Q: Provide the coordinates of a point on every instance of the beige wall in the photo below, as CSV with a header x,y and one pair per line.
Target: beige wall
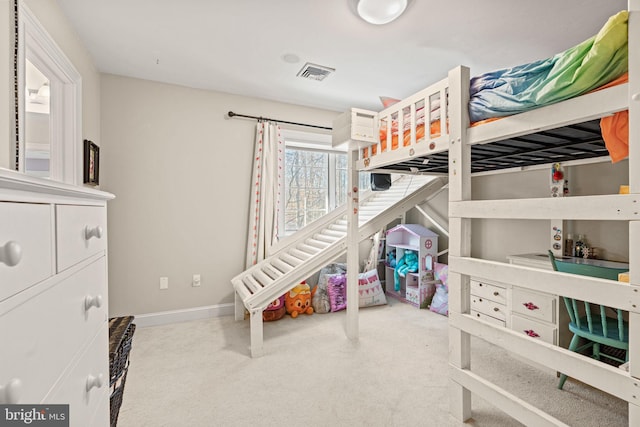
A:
x,y
495,239
181,175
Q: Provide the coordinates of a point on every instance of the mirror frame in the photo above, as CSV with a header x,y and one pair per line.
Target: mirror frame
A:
x,y
31,37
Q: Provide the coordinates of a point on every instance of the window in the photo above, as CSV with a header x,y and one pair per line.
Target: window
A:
x,y
315,180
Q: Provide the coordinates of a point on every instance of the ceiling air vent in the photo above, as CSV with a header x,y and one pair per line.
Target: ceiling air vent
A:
x,y
314,71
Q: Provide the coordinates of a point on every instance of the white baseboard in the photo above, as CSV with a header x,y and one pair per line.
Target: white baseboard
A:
x,y
176,316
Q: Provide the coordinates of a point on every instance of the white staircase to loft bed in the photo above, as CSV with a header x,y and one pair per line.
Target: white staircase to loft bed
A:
x,y
307,251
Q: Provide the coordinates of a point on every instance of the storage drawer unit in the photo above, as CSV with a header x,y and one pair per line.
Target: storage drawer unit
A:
x,y
488,302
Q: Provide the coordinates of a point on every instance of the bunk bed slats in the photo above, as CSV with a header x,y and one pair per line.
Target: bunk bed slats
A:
x,y
613,207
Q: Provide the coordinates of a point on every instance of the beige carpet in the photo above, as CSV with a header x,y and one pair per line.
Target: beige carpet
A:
x,y
200,374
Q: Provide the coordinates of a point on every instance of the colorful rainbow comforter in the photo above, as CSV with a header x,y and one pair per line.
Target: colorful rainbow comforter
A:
x,y
576,71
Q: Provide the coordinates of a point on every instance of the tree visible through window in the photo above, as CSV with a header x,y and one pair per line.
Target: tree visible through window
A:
x,y
315,184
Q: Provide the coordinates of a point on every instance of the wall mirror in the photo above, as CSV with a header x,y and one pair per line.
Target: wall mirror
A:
x,y
44,112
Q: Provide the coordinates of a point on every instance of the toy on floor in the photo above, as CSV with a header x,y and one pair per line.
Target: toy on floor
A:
x,y
298,300
407,264
275,310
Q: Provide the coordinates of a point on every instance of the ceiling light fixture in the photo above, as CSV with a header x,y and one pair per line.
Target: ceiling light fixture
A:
x,y
380,12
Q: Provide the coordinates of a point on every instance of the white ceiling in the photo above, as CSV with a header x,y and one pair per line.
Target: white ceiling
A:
x,y
237,46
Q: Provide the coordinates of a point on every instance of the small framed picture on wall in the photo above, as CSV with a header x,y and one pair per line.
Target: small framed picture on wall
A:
x,y
91,163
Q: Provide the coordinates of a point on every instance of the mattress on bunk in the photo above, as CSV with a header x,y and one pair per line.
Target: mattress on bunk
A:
x,y
576,71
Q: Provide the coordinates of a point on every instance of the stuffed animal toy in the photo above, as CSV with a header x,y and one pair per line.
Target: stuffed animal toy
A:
x,y
298,300
407,264
275,310
320,301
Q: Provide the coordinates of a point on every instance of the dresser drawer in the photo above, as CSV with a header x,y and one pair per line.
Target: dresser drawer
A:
x,y
534,329
533,304
489,319
489,291
81,232
42,336
26,242
488,307
85,386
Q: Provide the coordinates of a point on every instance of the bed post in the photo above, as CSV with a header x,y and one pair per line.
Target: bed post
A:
x,y
353,251
460,236
255,322
634,184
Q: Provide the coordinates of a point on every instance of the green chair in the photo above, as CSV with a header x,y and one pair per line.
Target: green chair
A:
x,y
593,326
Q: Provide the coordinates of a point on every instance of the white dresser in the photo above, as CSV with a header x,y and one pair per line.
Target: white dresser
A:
x,y
53,297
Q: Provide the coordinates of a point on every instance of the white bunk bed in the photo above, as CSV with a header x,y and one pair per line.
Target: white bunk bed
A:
x,y
451,152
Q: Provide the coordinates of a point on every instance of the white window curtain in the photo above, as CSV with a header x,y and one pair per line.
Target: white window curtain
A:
x,y
268,164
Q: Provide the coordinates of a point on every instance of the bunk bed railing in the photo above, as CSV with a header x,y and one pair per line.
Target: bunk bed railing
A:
x,y
591,106
413,127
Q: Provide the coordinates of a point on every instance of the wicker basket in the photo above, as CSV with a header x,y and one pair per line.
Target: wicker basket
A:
x,y
121,331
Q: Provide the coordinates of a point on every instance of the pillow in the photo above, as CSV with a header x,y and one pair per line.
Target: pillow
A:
x,y
337,290
370,290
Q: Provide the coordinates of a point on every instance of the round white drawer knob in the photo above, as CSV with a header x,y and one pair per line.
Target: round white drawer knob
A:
x,y
10,253
10,393
92,232
90,301
95,381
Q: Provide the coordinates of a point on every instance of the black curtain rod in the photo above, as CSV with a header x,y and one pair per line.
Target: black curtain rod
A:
x,y
232,114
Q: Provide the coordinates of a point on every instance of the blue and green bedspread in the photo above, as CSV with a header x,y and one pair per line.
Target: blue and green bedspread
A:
x,y
576,71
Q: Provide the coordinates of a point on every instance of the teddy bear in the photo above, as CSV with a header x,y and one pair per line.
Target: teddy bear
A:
x,y
407,264
298,300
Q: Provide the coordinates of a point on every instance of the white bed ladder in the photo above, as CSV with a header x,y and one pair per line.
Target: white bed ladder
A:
x,y
307,251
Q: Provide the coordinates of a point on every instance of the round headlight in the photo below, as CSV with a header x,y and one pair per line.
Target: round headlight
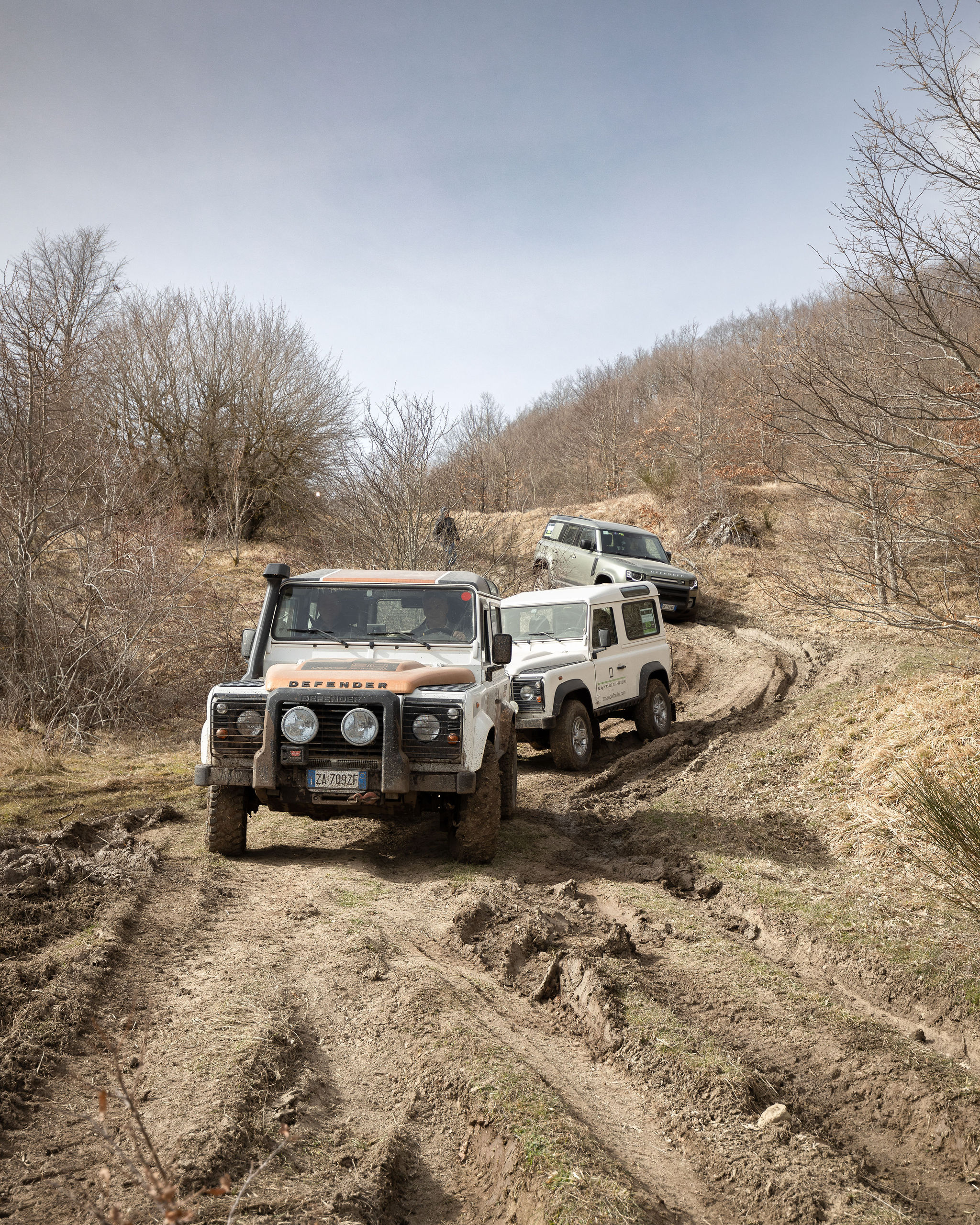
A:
x,y
425,727
250,723
301,724
359,727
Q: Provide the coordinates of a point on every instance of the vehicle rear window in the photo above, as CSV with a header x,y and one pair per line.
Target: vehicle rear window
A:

> [Instructions for the task]: Every line above should be returned word for word, with the pictures left behind.

> [Worked answer]:
Q: Provide the coordinates of a point on every instance of the beige wall in the photo below, as CSV with a header x,y and one pair per line.
Target: beige wall
A:
x,y
495,239
181,175
Q: Provide the coordinates of a point on every instance of the mirror frame in the photo above, as CSV with a header x,y and one pair per line.
Target: mirror frame
A:
x,y
31,37
Q: Provide the coordinates of a point on every instance of the window in the photo above, as CSV with a header x,y and one pair per line.
Target: window
A:
x,y
315,180
Q: Provide the coordinates of a point on every instance of the ceiling air vent in the photo above, as CSV with a header x,y and one pair per line.
Target: ceiling air vent
A:
x,y
314,71
Q: Provide the coordinates of a point on every instance of the white baseboard in the photo above, as CSV with a header x,y and one pair per line.
Target: white baseboard
A:
x,y
176,316
Q: Provide the coordinates of a point on every instance of the white staircase to loft bed in the photo above, as CSV with a header x,y and one pair per line.
Target: white staircase to loft bed
A:
x,y
307,251
Q: Provide the coordinates of a point on every instance of the storage drawer unit in the photo above, as CSV with a header x,y and one pair per line.
Target: storage drawer unit
A:
x,y
488,302
Q: Provide the coordinates of a point on every instance of the bunk bed slats in the photo above, as CSV with a header x,y and one pair per line.
Target: bunk bed slats
A:
x,y
613,207
Q: Provide the coordinates of a point on every instance of the beige carpet in the photo above, as CSV with a header x,y and one pair per line.
Target: beige carpet
A:
x,y
200,374
Q: Provide the coordinates of a point on every instance of the colorful rainbow comforter in the photo above, as CSV with a header x,y and one pair per line.
Target: colorful rainbow comforter
A:
x,y
576,71
Q: Provide the coordinates of a point on every instance of the tree visible through window in the photo above, as CSV with a header x,y and one pair per line.
Target: tree visible through window
A:
x,y
315,184
Q: Provide the coordinates of a point on every instance of the wall mirror in the photo above, as CSV with a header x,y and one pair per line.
Target: wall mirror
A:
x,y
44,112
Q: Provide the coordinates of a point on every instance of the toy on floor in the photo above, as CSV with a header x,y and one pair per line.
Target: toy on floor
A:
x,y
298,300
407,264
275,310
Q: Provide the coordinates of a point on every instance of the ceiling light fixture in the photo above, as CSV with a header x,y and one pair per line.
Target: ceiling light fixture
A:
x,y
380,12
Q: Provide the coordinates of a point on every instance of the white ceiling in the photo above, as CSV with a header x,y and one pair per line.
Target: white ceiling
A:
x,y
237,46
Q: Provide the coordinates of a point on every instance of the small framed picture on wall in the photo above, as CSV with a header x,y and one pair per line.
Target: small framed picture on wall
A:
x,y
91,163
Q: Provide the coordinates of a point on every instance of the mattress on bunk in the photo above, as CSV with a header x,y and one pair per line.
Target: mattress on bunk
A:
x,y
576,71
Q: Provide the coordinates of a point on every instance of the stuffed animal toy in the photo above, as CSV with a header x,y and one pair per line.
Target: stuffed animal toy
A:
x,y
298,300
407,264
275,310
320,301
Q: Provide the coordinates of a point on every instance of the dresser drawer in the photo above, as CSV with a header x,y and one pair per line.
Target: dresser drawer
A:
x,y
534,329
533,304
489,319
489,291
81,232
42,336
26,242
488,307
85,386
Q: Provide the coordinates of a point on every instance of the bed post in the photo above, as CSV with a header x,y and one pair per line.
Target: bed post
A:
x,y
353,251
460,236
255,322
634,184
Q: Provide the coordinates of a point on every instance of the green chair in the photo above, as CSV with a header x,y and one pair per line.
Target: green chair
A:
x,y
593,326
Q: Provide the coordinates of a point on every instance of the white dresser in the photo above, as CSV with a header x,y and one pair per line.
Target: white dresser
A:
x,y
53,297
Q: Provide the coordinates of a point on every instance of the white bunk bed in the photo above, as CSV with a header x,y and one pair per line.
Target: white bunk bed
A:
x,y
451,152
Q: Provide the coordinates of a point on every instance of the white window curtain in the photo above, as CSV with a header x,y and one pair per line.
Target: white window curtain
A:
x,y
268,164
Q: Provide the coordinates of a point on every instance of the bunk bed railing in the photo above, as CSV with a header x,y and one pair per line.
Target: bunk bed railing
A:
x,y
591,106
413,127
Q: Provide the coordinates of a point on every instance of the wicker basket in the photo above, as CSV with a header x,y and one pair per line.
Target: wicker basket
A:
x,y
121,331
Q: Provide the coordinates of a point on every instance of the pillow in the photo above, as CSV with a header x,y and one pair per line.
Target: pillow
A:
x,y
337,290
370,290
Q: Provide the coordinates of a point on every instance of the round white drawer knob in the photo above, as CSV with a header x,y and one pair per line.
Target: round white drawer knob
A:
x,y
10,253
10,393
92,232
90,301
95,381
Q: Provide the coordinates of a point on every instance of the black curtain rod in the photo above, as CSV with a header x,y and one pair per line.
Target: black curtain rod
A:
x,y
232,114
Q: Provide the coordinates of a point on every instance of the blue and green bedspread in the photo above, as CSV with a header x,y and one pair per line.
Target: blue and green bedspread
A:
x,y
576,71
Q: Provide the coordinates of a point on every instance of the teddy bear in the photo above, as CSV with a header x,y and one pair per line.
Target: teddy bear
A:
x,y
407,264
298,300
Q: Provide the coordinates of a point on every instance of the white bed ladder in the photo above, as CSV with a header x,y and one pair per line.
Target: white bed ladder
A:
x,y
307,251
Q: Provide the coordinates of a point on every instance of the round headlight in the photo below, as CSV with a header x,y and one pair per line.
Target: round headlight
A:
x,y
425,727
250,723
301,724
359,727
Q: Provide the coordinates of a point on every instance of the vehicle rear window in the photo above, as CSV with a header x,y and one pair per line.
Target: vehicle rear window
A:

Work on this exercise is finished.